■ Text segment ■
====
Student passwords are intentionally stored in a reversible format to allow instructors to view them from their rosters. This allows instructors to retrieve them without making changes but, as you mentioned, makes them less secure when transmitted over HTTP. As we move to serve all IXL content over HTTPS, this risk will be eliminated, but it is worth noting that passwords for instructor-created students are the only passwords stored this way. Passwords for teachers, administrators, and parents who purchase their own accounts are all securely hashed when stored.

Thank you for pointing out that user credentials are included in the URL of the POST transaction when signing in on our Android app. Our engineering team has written a fix to remove this vulnerability, and we will patch it in once the update has been thoroughly tested by our Quality Assurance team.

I will add three thoughts of my own:

Sniffing cookies: For a determined hacker, sniffing cookies from a modern network and navigating a site as another user is not difficult at all. In 2011 a firefox plugin called “Firesheep” automated the process.  Today, a free program called “Cookie Cadger” automates the process and can be used with a stock Macbook Pro to execute this attack, called “Session Hijacking”.  In 2013 I worked on a story with Dana Liebelson of Mother Jones describing the problem and the short embedded video below, from that article, shows a demonstration.

The vast majority of sites still use HTTP to serve content:  Certainly true but it’s a flawed comparison.  The vast majority of sites don’t have usernames and passwords to create authenticated sessions, and don’t collect personal information from students.  The correct general use comparison here is social media or web-email sites, which typically do use encryption (well, since Firesheep anyway).  The OWASP Transport Security Layer (TLS) cheat sheet includes a rule to use TLS (another name for SSL) for all login pages and all authenticated pages.
====
■ Provided material ■
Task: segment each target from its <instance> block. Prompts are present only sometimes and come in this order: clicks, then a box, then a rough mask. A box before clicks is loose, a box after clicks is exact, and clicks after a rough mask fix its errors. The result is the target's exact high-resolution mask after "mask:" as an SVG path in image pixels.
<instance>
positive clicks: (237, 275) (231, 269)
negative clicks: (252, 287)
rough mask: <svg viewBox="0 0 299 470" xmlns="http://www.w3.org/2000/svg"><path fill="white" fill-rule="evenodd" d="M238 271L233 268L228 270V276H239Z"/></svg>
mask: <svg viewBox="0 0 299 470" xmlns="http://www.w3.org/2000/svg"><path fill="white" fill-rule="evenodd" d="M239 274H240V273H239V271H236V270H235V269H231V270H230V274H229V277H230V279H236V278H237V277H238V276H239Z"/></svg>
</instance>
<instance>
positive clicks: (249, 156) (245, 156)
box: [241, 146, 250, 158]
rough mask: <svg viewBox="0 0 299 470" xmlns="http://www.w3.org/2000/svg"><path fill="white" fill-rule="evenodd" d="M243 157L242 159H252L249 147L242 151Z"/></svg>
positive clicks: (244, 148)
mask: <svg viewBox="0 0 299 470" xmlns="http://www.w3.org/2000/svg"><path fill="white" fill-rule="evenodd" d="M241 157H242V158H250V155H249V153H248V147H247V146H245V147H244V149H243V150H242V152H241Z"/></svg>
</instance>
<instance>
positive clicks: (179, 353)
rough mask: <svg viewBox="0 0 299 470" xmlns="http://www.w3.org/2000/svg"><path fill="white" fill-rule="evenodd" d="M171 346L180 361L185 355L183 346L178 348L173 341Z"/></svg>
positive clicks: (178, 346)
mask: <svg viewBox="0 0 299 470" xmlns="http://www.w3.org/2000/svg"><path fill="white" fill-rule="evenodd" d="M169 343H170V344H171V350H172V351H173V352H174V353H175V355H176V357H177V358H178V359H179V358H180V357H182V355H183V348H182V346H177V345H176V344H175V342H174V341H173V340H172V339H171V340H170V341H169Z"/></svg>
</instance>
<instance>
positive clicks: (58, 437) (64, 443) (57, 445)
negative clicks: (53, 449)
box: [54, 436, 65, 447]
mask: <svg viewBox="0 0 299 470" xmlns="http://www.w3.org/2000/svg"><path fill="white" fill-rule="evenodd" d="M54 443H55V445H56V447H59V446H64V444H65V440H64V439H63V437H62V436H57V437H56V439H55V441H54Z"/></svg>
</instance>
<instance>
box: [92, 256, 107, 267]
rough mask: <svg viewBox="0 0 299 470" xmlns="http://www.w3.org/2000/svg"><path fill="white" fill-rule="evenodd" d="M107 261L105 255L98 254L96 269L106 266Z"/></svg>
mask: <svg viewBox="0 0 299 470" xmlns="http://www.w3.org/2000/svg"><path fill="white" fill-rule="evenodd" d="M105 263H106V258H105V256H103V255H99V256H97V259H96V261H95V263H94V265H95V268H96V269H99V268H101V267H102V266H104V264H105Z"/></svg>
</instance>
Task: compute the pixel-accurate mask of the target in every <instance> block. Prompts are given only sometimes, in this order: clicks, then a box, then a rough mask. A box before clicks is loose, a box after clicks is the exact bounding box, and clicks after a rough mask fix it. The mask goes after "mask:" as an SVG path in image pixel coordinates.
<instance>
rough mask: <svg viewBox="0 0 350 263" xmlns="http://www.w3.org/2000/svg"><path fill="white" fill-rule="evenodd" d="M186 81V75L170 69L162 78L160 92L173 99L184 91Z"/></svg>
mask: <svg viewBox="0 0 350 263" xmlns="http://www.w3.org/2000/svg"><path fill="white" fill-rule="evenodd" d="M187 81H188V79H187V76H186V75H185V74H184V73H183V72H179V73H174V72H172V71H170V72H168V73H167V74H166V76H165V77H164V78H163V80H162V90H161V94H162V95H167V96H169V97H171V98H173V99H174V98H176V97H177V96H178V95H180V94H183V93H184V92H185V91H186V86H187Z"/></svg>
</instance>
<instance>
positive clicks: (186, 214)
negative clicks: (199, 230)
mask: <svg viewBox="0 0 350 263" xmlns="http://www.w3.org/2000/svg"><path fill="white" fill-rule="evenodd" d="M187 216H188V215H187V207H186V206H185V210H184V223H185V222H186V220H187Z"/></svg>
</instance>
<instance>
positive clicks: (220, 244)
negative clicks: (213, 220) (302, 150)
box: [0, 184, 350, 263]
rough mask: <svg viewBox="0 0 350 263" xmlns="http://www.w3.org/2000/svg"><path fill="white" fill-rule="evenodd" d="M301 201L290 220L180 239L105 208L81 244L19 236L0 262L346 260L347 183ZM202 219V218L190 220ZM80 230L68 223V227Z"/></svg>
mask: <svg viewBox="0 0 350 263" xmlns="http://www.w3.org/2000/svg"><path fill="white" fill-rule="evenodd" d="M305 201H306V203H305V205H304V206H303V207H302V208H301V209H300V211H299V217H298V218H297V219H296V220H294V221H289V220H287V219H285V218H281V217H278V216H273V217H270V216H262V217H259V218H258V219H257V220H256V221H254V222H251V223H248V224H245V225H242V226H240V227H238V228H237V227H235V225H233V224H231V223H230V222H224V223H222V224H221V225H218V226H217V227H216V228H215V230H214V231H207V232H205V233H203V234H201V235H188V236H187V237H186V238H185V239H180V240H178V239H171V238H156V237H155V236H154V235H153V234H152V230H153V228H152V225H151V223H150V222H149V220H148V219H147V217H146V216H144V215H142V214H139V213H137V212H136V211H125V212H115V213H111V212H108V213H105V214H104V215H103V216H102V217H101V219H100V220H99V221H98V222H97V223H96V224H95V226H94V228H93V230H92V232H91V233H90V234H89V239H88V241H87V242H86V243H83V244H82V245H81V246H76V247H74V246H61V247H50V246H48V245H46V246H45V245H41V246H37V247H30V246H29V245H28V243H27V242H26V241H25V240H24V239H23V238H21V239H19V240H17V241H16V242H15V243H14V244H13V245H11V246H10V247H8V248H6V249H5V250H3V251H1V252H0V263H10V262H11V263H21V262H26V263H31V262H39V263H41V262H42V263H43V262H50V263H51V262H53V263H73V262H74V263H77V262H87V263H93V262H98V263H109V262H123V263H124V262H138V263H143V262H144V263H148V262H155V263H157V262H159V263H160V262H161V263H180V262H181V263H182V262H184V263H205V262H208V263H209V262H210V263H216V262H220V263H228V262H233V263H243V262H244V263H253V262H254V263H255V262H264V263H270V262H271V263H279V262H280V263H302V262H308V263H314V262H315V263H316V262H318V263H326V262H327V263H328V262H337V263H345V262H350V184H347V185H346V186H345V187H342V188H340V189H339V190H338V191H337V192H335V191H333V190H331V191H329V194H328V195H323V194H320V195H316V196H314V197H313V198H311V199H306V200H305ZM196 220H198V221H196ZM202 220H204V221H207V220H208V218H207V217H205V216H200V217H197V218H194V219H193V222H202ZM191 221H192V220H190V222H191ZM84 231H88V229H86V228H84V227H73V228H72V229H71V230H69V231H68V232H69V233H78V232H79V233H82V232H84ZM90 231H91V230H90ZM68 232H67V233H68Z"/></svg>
====
■ Your tasks ■
(A) In the IXL security text, how are passwords stored for teachers, administrators, and parents who buy their own accounts?
(B) Translate this sentence from the IXL security text into Spanish: "In 2011 a firefox plugin called “Firesheep” automated the process."
(C) Write out the passage of the IXL security text starting at "Thank you for" and ending at "shows a demonstration.".
The material has no connection to the IXL security text.

■ Answers for the exercise ■
(A) They are securely hashed when stored.

(B) En 2011, un complemento de Firefox llamado «Firesheep» automatizó el proceso.

(C)
Thank you for pointing out that user credentials are included in the URL of the POST transaction when signing in on our Android app. Our engineering team has written a fix to remove this vulnerability, and we will patch it in once the update has been thoroughly tested by our Quality Assurance team.

I will add three thoughts of my own:

Sniffing cookies: For a determined hacker, sniffing cookies from a modern network and navigating a site as another user is not difficult at all. In 2011 a firefox plugin called “Firesheep” automated the process.  Today, a free program called “Cookie Cadger” automates the process and can be used with a stock Macbook Pro to execute this attack, called “Session Hijacking”.  In 2013 I worked on a story with Dana Liebelson of Mother Jones describing the problem and the short embedded video below, from that article, shows a demonstration.